Do this: Transcribe every entry word for word. Skip the pictures.

Records for this exercise:
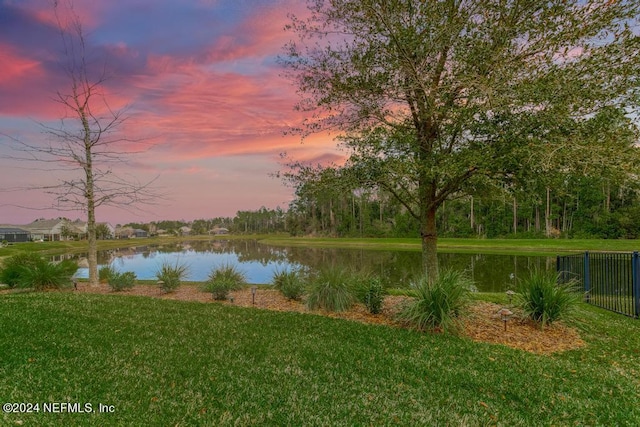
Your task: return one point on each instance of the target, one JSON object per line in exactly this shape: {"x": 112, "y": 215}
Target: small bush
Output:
{"x": 437, "y": 305}
{"x": 47, "y": 275}
{"x": 331, "y": 290}
{"x": 105, "y": 272}
{"x": 169, "y": 276}
{"x": 543, "y": 300}
{"x": 291, "y": 283}
{"x": 121, "y": 281}
{"x": 13, "y": 267}
{"x": 223, "y": 280}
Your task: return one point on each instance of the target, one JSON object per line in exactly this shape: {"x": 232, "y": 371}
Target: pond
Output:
{"x": 491, "y": 273}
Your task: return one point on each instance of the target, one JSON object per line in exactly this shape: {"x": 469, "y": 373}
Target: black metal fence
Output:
{"x": 610, "y": 280}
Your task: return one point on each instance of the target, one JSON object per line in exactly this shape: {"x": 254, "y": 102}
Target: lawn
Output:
{"x": 542, "y": 247}
{"x": 162, "y": 362}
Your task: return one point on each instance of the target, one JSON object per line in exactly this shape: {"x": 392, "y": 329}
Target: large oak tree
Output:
{"x": 434, "y": 99}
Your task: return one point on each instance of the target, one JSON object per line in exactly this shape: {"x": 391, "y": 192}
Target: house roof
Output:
{"x": 14, "y": 230}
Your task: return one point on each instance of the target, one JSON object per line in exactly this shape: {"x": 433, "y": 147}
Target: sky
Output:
{"x": 201, "y": 89}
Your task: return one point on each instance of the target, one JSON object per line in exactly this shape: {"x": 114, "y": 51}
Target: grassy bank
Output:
{"x": 71, "y": 247}
{"x": 161, "y": 362}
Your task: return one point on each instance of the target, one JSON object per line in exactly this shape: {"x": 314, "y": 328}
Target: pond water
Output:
{"x": 491, "y": 273}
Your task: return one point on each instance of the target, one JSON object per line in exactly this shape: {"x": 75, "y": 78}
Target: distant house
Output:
{"x": 14, "y": 235}
{"x": 110, "y": 231}
{"x": 138, "y": 232}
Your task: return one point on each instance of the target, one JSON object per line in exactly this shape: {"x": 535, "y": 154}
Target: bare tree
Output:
{"x": 89, "y": 140}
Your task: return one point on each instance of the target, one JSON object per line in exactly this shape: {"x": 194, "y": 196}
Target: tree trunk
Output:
{"x": 547, "y": 214}
{"x": 92, "y": 257}
{"x": 515, "y": 216}
{"x": 472, "y": 219}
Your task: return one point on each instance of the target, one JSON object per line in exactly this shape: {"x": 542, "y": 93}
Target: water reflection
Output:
{"x": 494, "y": 273}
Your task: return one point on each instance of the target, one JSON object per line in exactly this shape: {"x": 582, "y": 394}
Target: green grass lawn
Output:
{"x": 171, "y": 363}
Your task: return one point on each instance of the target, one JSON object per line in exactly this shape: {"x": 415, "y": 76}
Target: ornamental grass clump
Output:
{"x": 169, "y": 276}
{"x": 370, "y": 291}
{"x": 544, "y": 300}
{"x": 105, "y": 272}
{"x": 331, "y": 289}
{"x": 291, "y": 283}
{"x": 437, "y": 305}
{"x": 224, "y": 279}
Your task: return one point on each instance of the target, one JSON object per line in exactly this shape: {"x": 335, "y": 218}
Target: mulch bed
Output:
{"x": 482, "y": 323}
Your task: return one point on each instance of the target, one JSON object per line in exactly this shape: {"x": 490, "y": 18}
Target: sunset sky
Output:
{"x": 201, "y": 85}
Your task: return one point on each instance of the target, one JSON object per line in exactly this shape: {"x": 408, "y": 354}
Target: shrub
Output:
{"x": 437, "y": 305}
{"x": 13, "y": 267}
{"x": 47, "y": 275}
{"x": 169, "y": 276}
{"x": 223, "y": 280}
{"x": 120, "y": 281}
{"x": 331, "y": 289}
{"x": 372, "y": 294}
{"x": 543, "y": 300}
{"x": 291, "y": 283}
{"x": 105, "y": 272}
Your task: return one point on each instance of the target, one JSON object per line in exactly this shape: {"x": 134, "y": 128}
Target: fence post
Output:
{"x": 636, "y": 283}
{"x": 587, "y": 277}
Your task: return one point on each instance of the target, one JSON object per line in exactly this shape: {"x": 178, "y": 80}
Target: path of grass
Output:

Solved problem:
Your task: return one point on each instance of the target, one JSON object per line in exactly this shape: {"x": 112, "y": 215}
Target: small bush
Output:
{"x": 437, "y": 305}
{"x": 47, "y": 275}
{"x": 331, "y": 290}
{"x": 105, "y": 272}
{"x": 169, "y": 276}
{"x": 543, "y": 300}
{"x": 291, "y": 283}
{"x": 121, "y": 281}
{"x": 13, "y": 267}
{"x": 223, "y": 280}
Your task: return one point on each instance of the target, one JSON object per line in exactly this shape: {"x": 232, "y": 371}
Target: pond
Output:
{"x": 491, "y": 273}
Your task: return one point on each instance of the target, one JSON object per line in exactly this shape: {"x": 469, "y": 373}
Target: black metal fence
Output:
{"x": 610, "y": 280}
Your task: return one point on each instance of the target, one JSON object per line in exactly this shape: {"x": 254, "y": 102}
Target: lawn
Output:
{"x": 542, "y": 247}
{"x": 162, "y": 362}
Your task: return one point on each instance of the target, one JSON object per line in exactly this shape: {"x": 392, "y": 329}
Target: large oak tree
Output:
{"x": 434, "y": 99}
Your task: return one point on each instance of the target, one JSON object per line in exactly this shape: {"x": 391, "y": 192}
Target: house roof
Output:
{"x": 14, "y": 230}
Your task: return one point on each instance of the target, one JSON object per line in exactly this shape: {"x": 433, "y": 147}
Target: sky
Output:
{"x": 201, "y": 89}
Your task: return one point on each instance of the target, one JSON object per line in exactly this shape: {"x": 114, "y": 51}
Target: grassy bank
Output:
{"x": 71, "y": 247}
{"x": 161, "y": 362}
Your task: return one point on each instance of the target, one JSON object per line in exactly this shape: {"x": 314, "y": 328}
Target: pond water
Output:
{"x": 491, "y": 273}
Your task: return one point on each instance of the target, one JSON object per line in exactly this shape: {"x": 75, "y": 78}
Target: distant house
Output:
{"x": 14, "y": 235}
{"x": 110, "y": 231}
{"x": 138, "y": 232}
Your task: return one point on each instance of the target, one JSON object per line in exactly this shape: {"x": 535, "y": 154}
Target: bare tree
Output:
{"x": 89, "y": 140}
Your task: return one point on each instance of the target, one JSON object per line in exactly this shape: {"x": 194, "y": 196}
Target: tree trunk
Output:
{"x": 547, "y": 214}
{"x": 92, "y": 257}
{"x": 515, "y": 216}
{"x": 472, "y": 219}
Your task: return one point on each instance of the target, one JSON object per line in exactly this shape: {"x": 542, "y": 93}
Target: water reflection
Output:
{"x": 494, "y": 273}
Your task: return one point on each instance of the target, one JSON object per line in exactly this shape: {"x": 582, "y": 394}
Target: green grass lawn
Output:
{"x": 171, "y": 363}
Your task: return one point on each instance of the target, one JSON object per line in exactly this shape: {"x": 415, "y": 76}
Target: ornamental grass clump
Output:
{"x": 169, "y": 276}
{"x": 370, "y": 291}
{"x": 544, "y": 300}
{"x": 105, "y": 272}
{"x": 331, "y": 289}
{"x": 291, "y": 283}
{"x": 437, "y": 305}
{"x": 224, "y": 279}
Your task: return one point on each instance of the target, one JSON object per line in exactly this shape: {"x": 335, "y": 218}
Target: mulch bed
Output:
{"x": 482, "y": 323}
Your task: return one point on each instance of the target, one JSON object per line in exactly this shape: {"x": 490, "y": 18}
Target: sunset sky
Output:
{"x": 201, "y": 85}
Your task: return one point on each instance of the target, one JSON object per line in exactly this shape: {"x": 408, "y": 354}
Target: shrub
Output:
{"x": 437, "y": 305}
{"x": 13, "y": 267}
{"x": 47, "y": 275}
{"x": 169, "y": 276}
{"x": 223, "y": 280}
{"x": 120, "y": 281}
{"x": 331, "y": 289}
{"x": 372, "y": 294}
{"x": 543, "y": 300}
{"x": 291, "y": 283}
{"x": 105, "y": 272}
Your task: return one point on each instance of the target, one JSON object per line in exactly this shape: {"x": 134, "y": 128}
Target: fence post
Output:
{"x": 636, "y": 283}
{"x": 587, "y": 277}
Your task: return one point on each instance of the target, one JSON object per line in exactly this shape: {"x": 178, "y": 80}
Target: path of grass
Output:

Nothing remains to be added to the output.